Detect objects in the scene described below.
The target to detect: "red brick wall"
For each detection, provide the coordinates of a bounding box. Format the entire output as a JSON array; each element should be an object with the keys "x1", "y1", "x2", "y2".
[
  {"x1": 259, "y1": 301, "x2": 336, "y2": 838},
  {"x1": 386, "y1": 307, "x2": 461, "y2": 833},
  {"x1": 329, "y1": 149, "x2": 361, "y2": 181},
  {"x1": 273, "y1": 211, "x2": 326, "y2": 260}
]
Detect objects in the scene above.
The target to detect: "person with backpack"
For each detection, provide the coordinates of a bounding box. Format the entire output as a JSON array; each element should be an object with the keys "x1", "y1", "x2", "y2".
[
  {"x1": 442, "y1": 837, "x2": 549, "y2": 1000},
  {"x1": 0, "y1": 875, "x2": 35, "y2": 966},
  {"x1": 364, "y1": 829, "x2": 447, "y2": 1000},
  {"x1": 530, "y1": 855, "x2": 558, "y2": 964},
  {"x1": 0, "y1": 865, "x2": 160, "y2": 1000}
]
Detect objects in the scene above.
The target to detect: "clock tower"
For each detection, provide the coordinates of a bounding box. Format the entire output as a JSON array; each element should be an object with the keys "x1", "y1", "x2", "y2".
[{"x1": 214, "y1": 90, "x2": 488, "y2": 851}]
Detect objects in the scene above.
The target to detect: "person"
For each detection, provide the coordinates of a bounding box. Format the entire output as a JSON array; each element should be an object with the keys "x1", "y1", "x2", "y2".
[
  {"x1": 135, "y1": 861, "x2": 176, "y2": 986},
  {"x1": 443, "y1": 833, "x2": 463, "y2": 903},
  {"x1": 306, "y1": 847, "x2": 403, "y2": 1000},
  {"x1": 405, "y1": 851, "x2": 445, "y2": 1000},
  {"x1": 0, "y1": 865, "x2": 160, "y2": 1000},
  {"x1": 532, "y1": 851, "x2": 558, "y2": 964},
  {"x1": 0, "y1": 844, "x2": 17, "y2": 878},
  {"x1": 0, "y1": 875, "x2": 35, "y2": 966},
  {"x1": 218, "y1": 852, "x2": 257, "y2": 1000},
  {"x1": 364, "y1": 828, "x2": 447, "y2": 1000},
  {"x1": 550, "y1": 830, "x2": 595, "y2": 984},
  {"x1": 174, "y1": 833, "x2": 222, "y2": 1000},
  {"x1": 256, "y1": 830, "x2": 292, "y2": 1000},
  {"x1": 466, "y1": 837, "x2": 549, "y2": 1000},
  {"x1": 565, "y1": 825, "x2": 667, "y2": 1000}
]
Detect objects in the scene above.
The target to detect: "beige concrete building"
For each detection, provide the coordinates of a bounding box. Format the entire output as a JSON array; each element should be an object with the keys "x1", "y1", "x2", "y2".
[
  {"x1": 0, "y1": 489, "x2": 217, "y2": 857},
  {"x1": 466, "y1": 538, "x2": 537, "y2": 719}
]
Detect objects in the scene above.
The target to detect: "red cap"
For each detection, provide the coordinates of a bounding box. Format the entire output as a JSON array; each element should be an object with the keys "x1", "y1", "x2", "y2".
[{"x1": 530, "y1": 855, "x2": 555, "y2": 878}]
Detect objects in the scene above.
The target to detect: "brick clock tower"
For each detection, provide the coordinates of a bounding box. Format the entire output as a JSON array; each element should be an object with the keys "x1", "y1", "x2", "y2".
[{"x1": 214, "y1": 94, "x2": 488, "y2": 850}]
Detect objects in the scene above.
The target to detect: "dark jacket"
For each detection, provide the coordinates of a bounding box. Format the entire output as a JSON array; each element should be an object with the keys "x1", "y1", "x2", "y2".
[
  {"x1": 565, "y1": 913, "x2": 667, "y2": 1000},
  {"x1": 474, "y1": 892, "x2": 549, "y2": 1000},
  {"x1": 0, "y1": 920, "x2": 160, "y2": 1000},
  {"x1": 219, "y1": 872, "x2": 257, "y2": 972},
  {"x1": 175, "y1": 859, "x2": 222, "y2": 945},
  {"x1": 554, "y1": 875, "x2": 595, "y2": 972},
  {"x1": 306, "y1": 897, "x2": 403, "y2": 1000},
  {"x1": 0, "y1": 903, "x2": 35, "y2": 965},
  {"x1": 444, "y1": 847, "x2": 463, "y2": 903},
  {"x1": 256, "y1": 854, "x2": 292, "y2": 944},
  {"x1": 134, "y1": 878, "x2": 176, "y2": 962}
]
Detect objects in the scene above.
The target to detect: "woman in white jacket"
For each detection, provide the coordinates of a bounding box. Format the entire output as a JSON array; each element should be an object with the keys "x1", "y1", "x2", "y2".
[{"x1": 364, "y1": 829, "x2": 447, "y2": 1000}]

+ + + + + + +

--- REQUIRED WORK ---
Repeat every record exactly as written, please.

--- SOLUTION ---
Detect objects in the scene described below.
The target to detect: "red brick wall"
For each detection, provide the coordinates of a bounding box. Format the entire output as a JSON array; each element should be an object with the keys "x1", "y1", "x2", "y2".
[
  {"x1": 259, "y1": 301, "x2": 336, "y2": 838},
  {"x1": 386, "y1": 307, "x2": 461, "y2": 833},
  {"x1": 329, "y1": 149, "x2": 361, "y2": 181},
  {"x1": 273, "y1": 211, "x2": 326, "y2": 260}
]
Detect objects in the scene above.
The target to detect: "person with backpack"
For each detection, provide the coordinates of a bounding box. Format the entire output as a JSON array; each element should be an object with the keys "x1", "y1", "x2", "y2".
[
  {"x1": 442, "y1": 837, "x2": 549, "y2": 1000},
  {"x1": 0, "y1": 875, "x2": 35, "y2": 966},
  {"x1": 364, "y1": 829, "x2": 447, "y2": 1000},
  {"x1": 530, "y1": 855, "x2": 558, "y2": 964},
  {"x1": 0, "y1": 865, "x2": 160, "y2": 1000}
]
Detect objects in the scene above.
The target to detect: "clock tower"
For each detection, provide the coordinates of a bounding box. Format the entire output as a JSON array; each element should be an object with the keys "x1", "y1", "x2", "y2".
[{"x1": 214, "y1": 90, "x2": 488, "y2": 851}]
Detect objects in the scene above.
The target to detect: "person"
For each detection, provide the coordinates of a bounding box. Format the entire output as a JSON array; each element should be an object with the keys "x1", "y1", "x2", "y2".
[
  {"x1": 135, "y1": 861, "x2": 176, "y2": 986},
  {"x1": 443, "y1": 833, "x2": 463, "y2": 903},
  {"x1": 306, "y1": 847, "x2": 403, "y2": 1000},
  {"x1": 405, "y1": 851, "x2": 445, "y2": 1000},
  {"x1": 0, "y1": 865, "x2": 160, "y2": 1000},
  {"x1": 532, "y1": 851, "x2": 558, "y2": 964},
  {"x1": 0, "y1": 844, "x2": 17, "y2": 878},
  {"x1": 0, "y1": 875, "x2": 35, "y2": 966},
  {"x1": 218, "y1": 852, "x2": 257, "y2": 1000},
  {"x1": 364, "y1": 828, "x2": 447, "y2": 1000},
  {"x1": 550, "y1": 830, "x2": 595, "y2": 984},
  {"x1": 174, "y1": 833, "x2": 222, "y2": 1000},
  {"x1": 256, "y1": 830, "x2": 292, "y2": 1000},
  {"x1": 466, "y1": 837, "x2": 549, "y2": 1000},
  {"x1": 565, "y1": 825, "x2": 667, "y2": 1000}
]
Detect objects in the scene above.
The target to detect: "beige concrete building"
For each detection, provide the coordinates of a bounding box. Format the entire output as a JSON array; each element should be an object with the keys "x1", "y1", "x2", "y2".
[
  {"x1": 0, "y1": 489, "x2": 217, "y2": 857},
  {"x1": 466, "y1": 538, "x2": 537, "y2": 719}
]
Detect objects in the scene above.
The target to detect: "red cap"
For each detection, provide the coordinates of a bounding box. Format the entire output as a JSON array; each element should be an object with the keys "x1", "y1", "x2", "y2".
[{"x1": 530, "y1": 855, "x2": 555, "y2": 878}]
Detect objects in the scene above.
The target to detect: "brick clock tower"
For each detection, provide the coordinates of a bounding box. Format the entire output as a JSON array; each element should be an object with the keys "x1", "y1", "x2", "y2".
[{"x1": 214, "y1": 94, "x2": 488, "y2": 850}]
Detect objects in the scene above.
The target to detect: "dark jacket"
For each detection, provide the coordinates of a bounding box. Format the entire output as a JSON array; each element should be an object with the keys "x1", "y1", "x2", "y2".
[
  {"x1": 565, "y1": 913, "x2": 667, "y2": 1000},
  {"x1": 474, "y1": 892, "x2": 549, "y2": 1000},
  {"x1": 0, "y1": 920, "x2": 160, "y2": 1000},
  {"x1": 219, "y1": 872, "x2": 257, "y2": 972},
  {"x1": 175, "y1": 859, "x2": 222, "y2": 945},
  {"x1": 554, "y1": 875, "x2": 595, "y2": 972},
  {"x1": 306, "y1": 897, "x2": 403, "y2": 1000},
  {"x1": 0, "y1": 903, "x2": 35, "y2": 965},
  {"x1": 444, "y1": 847, "x2": 463, "y2": 903},
  {"x1": 256, "y1": 854, "x2": 292, "y2": 944},
  {"x1": 134, "y1": 878, "x2": 176, "y2": 962}
]
Detect objects in the scene above.
The target to detect: "woman in white jacket"
For each detection, provide the coordinates of a bounding box. Format the entire output as a JSON array; each element should be an object with the keys "x1", "y1", "x2", "y2".
[{"x1": 364, "y1": 829, "x2": 447, "y2": 1000}]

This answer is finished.